* _BRIEF_
Retype all the records with nothing changed.
╭─ EXCERPTED DATA
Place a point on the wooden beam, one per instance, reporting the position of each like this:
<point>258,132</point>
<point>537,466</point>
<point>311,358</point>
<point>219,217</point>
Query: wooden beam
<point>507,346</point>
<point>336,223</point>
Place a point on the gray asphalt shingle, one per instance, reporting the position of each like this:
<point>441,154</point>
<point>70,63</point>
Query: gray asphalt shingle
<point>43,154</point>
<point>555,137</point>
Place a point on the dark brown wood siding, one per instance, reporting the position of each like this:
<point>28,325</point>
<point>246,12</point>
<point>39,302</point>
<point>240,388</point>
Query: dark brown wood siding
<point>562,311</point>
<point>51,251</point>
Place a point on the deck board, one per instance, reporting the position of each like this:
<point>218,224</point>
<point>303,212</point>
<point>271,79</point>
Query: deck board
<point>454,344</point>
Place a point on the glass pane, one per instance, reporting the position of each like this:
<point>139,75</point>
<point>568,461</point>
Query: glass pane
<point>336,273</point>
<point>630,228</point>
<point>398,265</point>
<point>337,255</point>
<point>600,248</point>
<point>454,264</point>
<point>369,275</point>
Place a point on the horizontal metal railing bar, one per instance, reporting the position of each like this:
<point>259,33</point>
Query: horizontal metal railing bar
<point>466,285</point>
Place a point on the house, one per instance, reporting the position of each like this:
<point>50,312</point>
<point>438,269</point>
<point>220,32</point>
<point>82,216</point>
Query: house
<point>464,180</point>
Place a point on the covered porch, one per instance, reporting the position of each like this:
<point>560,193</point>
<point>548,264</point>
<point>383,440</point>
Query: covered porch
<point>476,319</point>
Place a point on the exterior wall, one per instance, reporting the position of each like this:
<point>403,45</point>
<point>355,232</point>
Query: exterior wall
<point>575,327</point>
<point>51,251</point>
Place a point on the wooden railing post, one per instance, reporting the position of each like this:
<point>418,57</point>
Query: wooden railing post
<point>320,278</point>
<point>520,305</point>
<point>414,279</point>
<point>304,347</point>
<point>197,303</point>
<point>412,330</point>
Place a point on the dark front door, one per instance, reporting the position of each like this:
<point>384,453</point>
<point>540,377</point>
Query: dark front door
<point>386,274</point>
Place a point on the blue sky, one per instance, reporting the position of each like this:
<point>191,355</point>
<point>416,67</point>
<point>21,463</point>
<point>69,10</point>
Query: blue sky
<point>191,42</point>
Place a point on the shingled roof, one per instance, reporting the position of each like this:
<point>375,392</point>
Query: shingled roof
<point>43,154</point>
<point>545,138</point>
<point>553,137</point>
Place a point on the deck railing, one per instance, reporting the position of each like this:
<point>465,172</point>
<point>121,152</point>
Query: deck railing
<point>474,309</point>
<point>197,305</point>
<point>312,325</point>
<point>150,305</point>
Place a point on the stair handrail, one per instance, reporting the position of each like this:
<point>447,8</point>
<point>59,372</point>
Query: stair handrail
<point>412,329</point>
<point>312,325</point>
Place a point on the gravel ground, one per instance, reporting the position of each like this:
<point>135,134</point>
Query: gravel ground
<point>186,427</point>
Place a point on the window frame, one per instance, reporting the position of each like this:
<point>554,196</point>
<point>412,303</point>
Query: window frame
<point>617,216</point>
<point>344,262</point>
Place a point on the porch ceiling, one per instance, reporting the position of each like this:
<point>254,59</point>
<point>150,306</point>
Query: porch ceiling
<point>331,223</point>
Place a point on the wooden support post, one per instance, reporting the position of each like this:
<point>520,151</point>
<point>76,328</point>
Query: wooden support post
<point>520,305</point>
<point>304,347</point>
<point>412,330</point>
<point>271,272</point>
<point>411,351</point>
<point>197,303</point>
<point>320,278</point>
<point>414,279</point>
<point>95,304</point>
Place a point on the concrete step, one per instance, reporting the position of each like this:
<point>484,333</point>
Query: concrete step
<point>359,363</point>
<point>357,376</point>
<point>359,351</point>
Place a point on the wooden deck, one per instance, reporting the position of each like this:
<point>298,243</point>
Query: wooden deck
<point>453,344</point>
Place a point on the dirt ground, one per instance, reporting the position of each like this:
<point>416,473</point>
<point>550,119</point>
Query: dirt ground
╰─
* _ANSWER FOR THE TASK_
Place a point on the wooden beam, one per instance, reporting the position of each like this:
<point>258,132</point>
<point>537,466</point>
<point>311,358</point>
<point>219,217</point>
Query: wooden beam
<point>507,346</point>
<point>336,223</point>
Place a point on the gray asphalt shingle, one per instance, reporting the position of each like this:
<point>441,154</point>
<point>70,63</point>
Query: gray asphalt shingle
<point>43,154</point>
<point>555,137</point>
Place a point on the dark brown wood siding, one per instance, reporting the position of each like this:
<point>28,325</point>
<point>246,12</point>
<point>39,302</point>
<point>240,388</point>
Query: dark brown wood siding
<point>562,311</point>
<point>51,251</point>
Place a point on the deck board, one per instance, reporting the position of each like this:
<point>218,224</point>
<point>303,212</point>
<point>271,79</point>
Query: deck board
<point>454,344</point>
Place a point on the glass pane, one per instance, reporting the position of each like this:
<point>139,75</point>
<point>568,461</point>
Query: glass pane
<point>336,273</point>
<point>630,228</point>
<point>398,265</point>
<point>337,255</point>
<point>600,248</point>
<point>454,264</point>
<point>369,275</point>
Place a point on the horizontal metal railing bar, one per instance, reporting the position of each like this:
<point>259,33</point>
Query: horizontal metal railing bar
<point>466,285</point>
Place a point on the house, one per instance, reporting the position of each like this:
<point>50,312</point>
<point>438,269</point>
<point>220,32</point>
<point>82,216</point>
Query: house
<point>464,180</point>
Place a point on the covered porch, one per instance, reporting the position of each like this:
<point>560,193</point>
<point>548,264</point>
<point>383,440</point>
Query: covered porch
<point>476,319</point>
Place a point on the exterior wall, one per instance, reporting the position of each like this:
<point>403,45</point>
<point>355,232</point>
Query: exterior wall
<point>575,327</point>
<point>51,251</point>
Place a point on the wooden railing post, one per instance, reporting the position of each like this:
<point>418,57</point>
Query: wooden railing post
<point>320,278</point>
<point>520,305</point>
<point>414,279</point>
<point>304,347</point>
<point>197,303</point>
<point>412,330</point>
Place a point on the dark front door, one per instance, reporting the position of each like this:
<point>384,453</point>
<point>540,377</point>
Query: dark front door
<point>386,274</point>
Place a point on the blue sky, one per instance, reporting the position of each like this:
<point>191,355</point>
<point>416,67</point>
<point>21,463</point>
<point>69,10</point>
Query: blue sky
<point>191,42</point>
Place a point on the shingled roof, one per instance, reporting the position of each like this:
<point>375,392</point>
Query: shingled roof
<point>43,154</point>
<point>545,138</point>
<point>553,137</point>
Place a point on the deck railing, one per instance, reporting the position of each like this:
<point>465,172</point>
<point>121,152</point>
Query: deck railing
<point>474,309</point>
<point>197,305</point>
<point>312,325</point>
<point>150,305</point>
Place a point on the stair handrail, one per instance, reporting the position of each like this:
<point>447,8</point>
<point>59,372</point>
Query: stair handrail
<point>412,329</point>
<point>312,325</point>
Place a point on the gravel ground, one per instance, reporting the position of each like this:
<point>135,134</point>
Query: gravel ground
<point>186,427</point>
Place a point on the window frame, one per instance, reporting the position of each like this:
<point>554,196</point>
<point>412,303</point>
Query: window frame
<point>617,216</point>
<point>344,262</point>
Place a point on the porch ceiling, one per instance, reporting the position of each like this:
<point>254,59</point>
<point>150,306</point>
Query: porch ceiling
<point>331,223</point>
Place a point on the wooden support post, one per instance, reporting the position of each like this:
<point>520,151</point>
<point>76,328</point>
Query: wooden support post
<point>520,305</point>
<point>304,347</point>
<point>412,330</point>
<point>271,272</point>
<point>411,351</point>
<point>197,303</point>
<point>320,278</point>
<point>414,279</point>
<point>95,304</point>
Place a point on the concrete step, one per instance, reporting the position of each like this:
<point>484,333</point>
Query: concrete step
<point>359,363</point>
<point>357,376</point>
<point>359,351</point>
Place a point on the wooden deck, one per instance, reporting the position of each like this:
<point>298,243</point>
Query: wooden deck
<point>453,344</point>
Place a point on the dirt ground, one per instance, reporting the position of each like this:
<point>416,473</point>
<point>550,119</point>
Query: dirt ground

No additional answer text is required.